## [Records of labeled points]
::::
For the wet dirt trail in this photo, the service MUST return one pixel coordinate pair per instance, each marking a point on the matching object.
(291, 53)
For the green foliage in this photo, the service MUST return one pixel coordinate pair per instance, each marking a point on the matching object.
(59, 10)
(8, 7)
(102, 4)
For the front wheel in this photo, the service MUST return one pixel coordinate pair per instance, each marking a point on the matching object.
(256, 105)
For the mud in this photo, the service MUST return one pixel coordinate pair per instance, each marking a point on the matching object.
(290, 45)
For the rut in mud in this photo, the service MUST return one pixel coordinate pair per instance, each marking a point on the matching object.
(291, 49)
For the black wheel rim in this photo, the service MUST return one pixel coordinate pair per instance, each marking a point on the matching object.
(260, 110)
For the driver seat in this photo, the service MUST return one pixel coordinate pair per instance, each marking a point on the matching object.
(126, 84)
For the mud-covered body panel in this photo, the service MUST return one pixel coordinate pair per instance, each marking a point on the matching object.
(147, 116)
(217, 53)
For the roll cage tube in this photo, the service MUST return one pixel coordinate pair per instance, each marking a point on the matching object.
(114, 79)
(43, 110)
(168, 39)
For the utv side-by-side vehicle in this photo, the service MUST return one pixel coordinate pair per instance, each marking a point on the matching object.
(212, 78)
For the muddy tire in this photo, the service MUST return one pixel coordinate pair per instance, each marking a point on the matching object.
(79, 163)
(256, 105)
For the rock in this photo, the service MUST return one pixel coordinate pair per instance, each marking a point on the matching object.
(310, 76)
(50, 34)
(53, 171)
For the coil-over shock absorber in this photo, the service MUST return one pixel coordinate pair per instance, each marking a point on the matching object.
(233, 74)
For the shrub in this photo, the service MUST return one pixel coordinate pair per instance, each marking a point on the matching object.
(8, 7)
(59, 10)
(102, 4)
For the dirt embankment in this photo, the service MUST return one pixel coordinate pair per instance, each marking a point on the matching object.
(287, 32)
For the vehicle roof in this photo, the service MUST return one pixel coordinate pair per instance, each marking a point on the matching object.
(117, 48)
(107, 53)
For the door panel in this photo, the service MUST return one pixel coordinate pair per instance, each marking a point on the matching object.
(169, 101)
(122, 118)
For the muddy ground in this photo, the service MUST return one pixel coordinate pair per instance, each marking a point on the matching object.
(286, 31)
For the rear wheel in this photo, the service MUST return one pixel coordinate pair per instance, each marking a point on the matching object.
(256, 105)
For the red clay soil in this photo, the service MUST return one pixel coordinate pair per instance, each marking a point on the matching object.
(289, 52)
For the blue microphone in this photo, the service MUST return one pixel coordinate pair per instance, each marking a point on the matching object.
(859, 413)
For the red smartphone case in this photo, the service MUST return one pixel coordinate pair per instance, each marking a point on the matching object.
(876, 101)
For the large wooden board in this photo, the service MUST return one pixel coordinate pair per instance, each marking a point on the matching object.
::::
Quote the entire listing above exactly.

## [Answer to this task]
For the wet dirt trail in this photo, the service MUST return one pixel coordinate pair per instance, each marking a point on the matching object.
(291, 53)
For the green foliage in this photo, the service MUST return one pixel coordinate pair per instance, each marking a point on the matching object.
(59, 10)
(8, 7)
(102, 4)
For the front wheel in this photo, the service MUST return one pixel coordinate pair per instance, each marking a point on the matching object.
(256, 105)
For the mud in this photo, the service MUST return one pixel coordinate pair per instance, each marking a point on the matching object.
(290, 45)
For the rut in mud in this photo, the service MUST return one pixel coordinate pair per instance, each marking a point on the matching object.
(291, 49)
For the black wheel rim in this photo, the service MUST return one pixel coordinate pair per instance, each marking a point on the matching object.
(260, 110)
For the driver seat in this photo, the service MUST return one pixel coordinate pair per instance, each marking a point on the matching object.
(126, 84)
For the mud-covered body panel in this photo, the service MUST return one pixel coordinate pair per instance, each marking a point on the matching object.
(147, 116)
(217, 53)
For the roll cage tube in this photo, the service MUST return one pixel coordinate pair per instance, each marking a point on the matching object.
(114, 79)
(43, 110)
(168, 39)
For the utv side-by-side vehicle in this photo, the service MUST return one pixel coordinate pair per instance, each marking a point on the matching object.
(212, 78)
For the muddy tire in this photo, the service MUST return one pixel coordinate pair per instance, each marking a point on the matching object.
(79, 163)
(256, 105)
For the rock in this photo, the service MUST return one pixel coordinate pair per instance, each marking a point on the matching object.
(310, 76)
(50, 34)
(53, 171)
For the coil-over shock absorber in this photo, the service MUST return one pixel coordinate pair per instance, each marking a point on the matching object.
(233, 74)
For the shrub in this photo, the service MUST return one pixel coordinate pair per instance, each marking a point on the matching object.
(8, 7)
(59, 10)
(102, 4)
For the dirt embankment in this photo, the service MUST return one pixel coordinate pair per instance, each marking a point on the matching object.
(287, 32)
For the vehicle roof in this photo, the service MUST return one pixel coordinate pair per instance, each marking a point on the matching object.
(117, 48)
(107, 53)
For the door panel in this photo, the service MUST return one pixel coordinate pair per instance, each marking a point on the matching object.
(169, 101)
(122, 118)
For the muddy ground in this photo, the service MUST return one pixel coordinate pair per instance, each marking a point on the matching object.
(286, 31)
For the rear wheel in this photo, the service MUST return one pixel coordinate pair per instance, each marking a point on the matching object.
(256, 105)
For the red clay soil in this photo, the service MUST return one pixel coordinate pair per instance, each marking a point on the matching object.
(289, 52)
For the blue microphone in this photo, the service MUST return one pixel coordinate pair per instance, each marking a point on the matching object.
(859, 413)
For the red smartphone case in this photo, the service MUST return one pixel coordinate pair per instance, each marking a point on the matching object.
(876, 101)
For the large wooden board in this photo, the service MUST return one pixel coordinate pair per instance, each marking a point on the matching object.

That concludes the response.